Referring expression data
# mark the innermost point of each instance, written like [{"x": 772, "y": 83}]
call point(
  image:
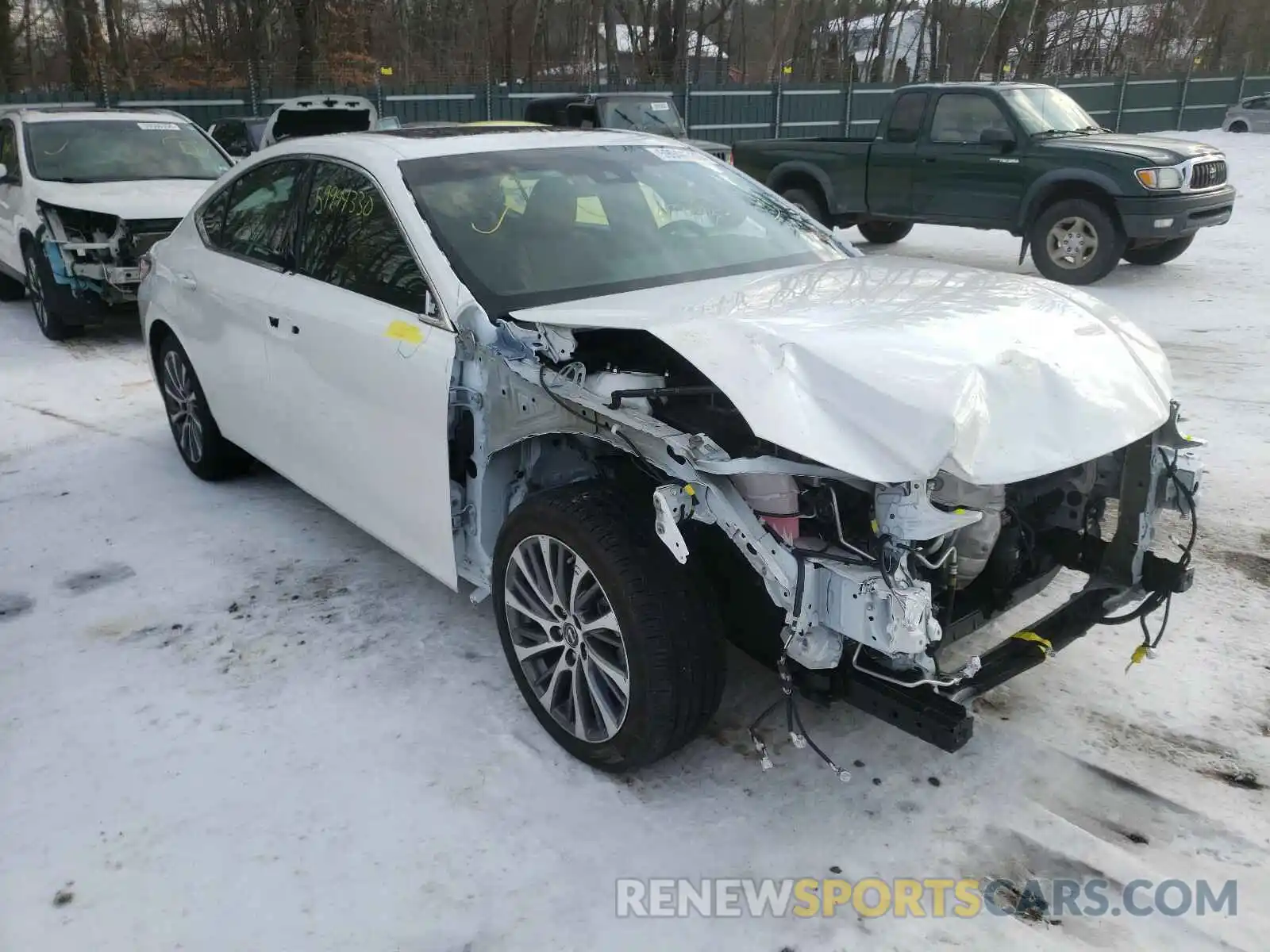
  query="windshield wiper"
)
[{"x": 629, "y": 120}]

...

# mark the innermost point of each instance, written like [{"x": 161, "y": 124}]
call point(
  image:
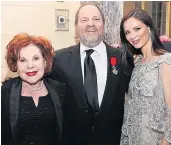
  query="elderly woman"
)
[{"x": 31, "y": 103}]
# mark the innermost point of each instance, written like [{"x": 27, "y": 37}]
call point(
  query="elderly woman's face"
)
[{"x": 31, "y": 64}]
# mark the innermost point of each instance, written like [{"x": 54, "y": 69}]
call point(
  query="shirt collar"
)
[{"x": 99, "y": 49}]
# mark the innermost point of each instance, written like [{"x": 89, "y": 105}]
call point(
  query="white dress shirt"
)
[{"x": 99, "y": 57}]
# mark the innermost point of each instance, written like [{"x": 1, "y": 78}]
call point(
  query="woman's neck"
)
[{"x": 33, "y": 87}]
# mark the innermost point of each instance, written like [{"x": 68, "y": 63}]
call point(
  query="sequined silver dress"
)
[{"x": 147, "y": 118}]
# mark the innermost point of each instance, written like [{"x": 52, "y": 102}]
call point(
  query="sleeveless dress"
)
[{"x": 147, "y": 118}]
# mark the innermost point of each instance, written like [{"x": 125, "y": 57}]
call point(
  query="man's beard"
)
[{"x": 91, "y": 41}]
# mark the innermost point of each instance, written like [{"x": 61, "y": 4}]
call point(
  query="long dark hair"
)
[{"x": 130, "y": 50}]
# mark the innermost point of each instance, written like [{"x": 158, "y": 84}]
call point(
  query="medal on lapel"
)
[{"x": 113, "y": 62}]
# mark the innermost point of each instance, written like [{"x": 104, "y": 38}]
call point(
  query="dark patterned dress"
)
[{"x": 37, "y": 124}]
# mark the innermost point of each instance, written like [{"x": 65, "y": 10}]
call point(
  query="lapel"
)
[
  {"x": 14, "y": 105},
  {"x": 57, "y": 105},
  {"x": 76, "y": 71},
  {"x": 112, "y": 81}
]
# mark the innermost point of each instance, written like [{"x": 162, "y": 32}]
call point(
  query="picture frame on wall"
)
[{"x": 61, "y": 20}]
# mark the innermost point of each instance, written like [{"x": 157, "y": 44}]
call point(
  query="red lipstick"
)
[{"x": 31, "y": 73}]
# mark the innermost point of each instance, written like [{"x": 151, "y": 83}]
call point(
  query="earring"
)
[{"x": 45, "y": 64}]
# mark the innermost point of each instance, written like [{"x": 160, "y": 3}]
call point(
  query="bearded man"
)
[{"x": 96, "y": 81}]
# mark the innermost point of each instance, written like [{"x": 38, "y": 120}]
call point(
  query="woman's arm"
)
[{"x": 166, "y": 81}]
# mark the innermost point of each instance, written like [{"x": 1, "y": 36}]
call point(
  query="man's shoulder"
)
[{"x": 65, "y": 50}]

--

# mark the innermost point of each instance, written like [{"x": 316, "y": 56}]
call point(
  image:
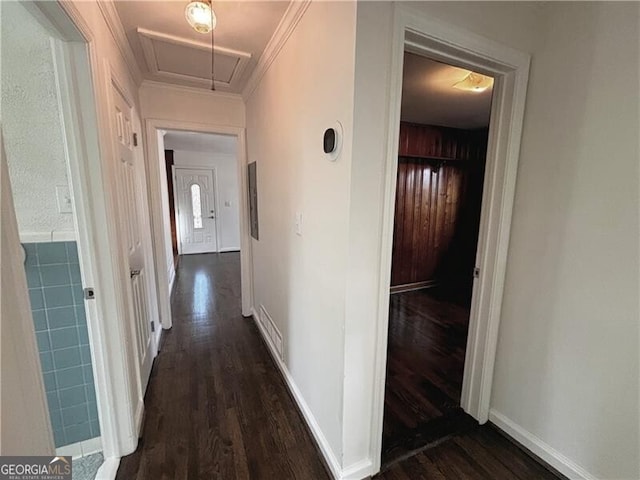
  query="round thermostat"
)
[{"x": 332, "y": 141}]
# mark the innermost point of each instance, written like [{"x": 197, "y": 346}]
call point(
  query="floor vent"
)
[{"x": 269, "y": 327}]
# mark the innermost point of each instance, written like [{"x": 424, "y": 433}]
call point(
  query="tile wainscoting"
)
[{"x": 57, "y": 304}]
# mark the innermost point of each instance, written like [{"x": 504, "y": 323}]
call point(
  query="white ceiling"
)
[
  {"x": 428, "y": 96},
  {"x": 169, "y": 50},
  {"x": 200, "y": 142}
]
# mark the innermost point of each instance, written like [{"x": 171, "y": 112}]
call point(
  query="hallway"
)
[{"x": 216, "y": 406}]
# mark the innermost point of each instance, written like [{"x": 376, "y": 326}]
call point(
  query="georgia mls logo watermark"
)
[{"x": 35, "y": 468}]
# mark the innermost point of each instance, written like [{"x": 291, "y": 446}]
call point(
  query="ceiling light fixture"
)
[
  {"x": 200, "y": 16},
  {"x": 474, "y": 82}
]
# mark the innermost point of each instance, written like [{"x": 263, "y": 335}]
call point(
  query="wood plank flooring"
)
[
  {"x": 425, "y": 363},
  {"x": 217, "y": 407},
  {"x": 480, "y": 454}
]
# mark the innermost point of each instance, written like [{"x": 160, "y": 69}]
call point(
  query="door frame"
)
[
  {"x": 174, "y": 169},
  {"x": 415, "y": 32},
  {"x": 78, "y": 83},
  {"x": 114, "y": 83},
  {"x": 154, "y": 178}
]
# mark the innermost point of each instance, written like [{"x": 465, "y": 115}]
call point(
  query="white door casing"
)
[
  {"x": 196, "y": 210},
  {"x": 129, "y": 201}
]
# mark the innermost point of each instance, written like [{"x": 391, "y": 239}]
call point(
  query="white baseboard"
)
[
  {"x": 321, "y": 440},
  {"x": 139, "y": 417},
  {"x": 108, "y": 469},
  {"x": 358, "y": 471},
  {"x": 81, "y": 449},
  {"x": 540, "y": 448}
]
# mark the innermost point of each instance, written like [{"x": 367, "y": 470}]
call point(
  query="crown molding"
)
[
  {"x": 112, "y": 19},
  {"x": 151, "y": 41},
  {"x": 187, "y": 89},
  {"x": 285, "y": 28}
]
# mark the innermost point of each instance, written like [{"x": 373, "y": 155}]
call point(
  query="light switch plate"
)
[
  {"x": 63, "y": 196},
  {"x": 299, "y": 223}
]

EXERCISE PROMPT =
After reading the entries above, state the number of lines that contain the word "white", adding nothing else.

RESPONSE =
4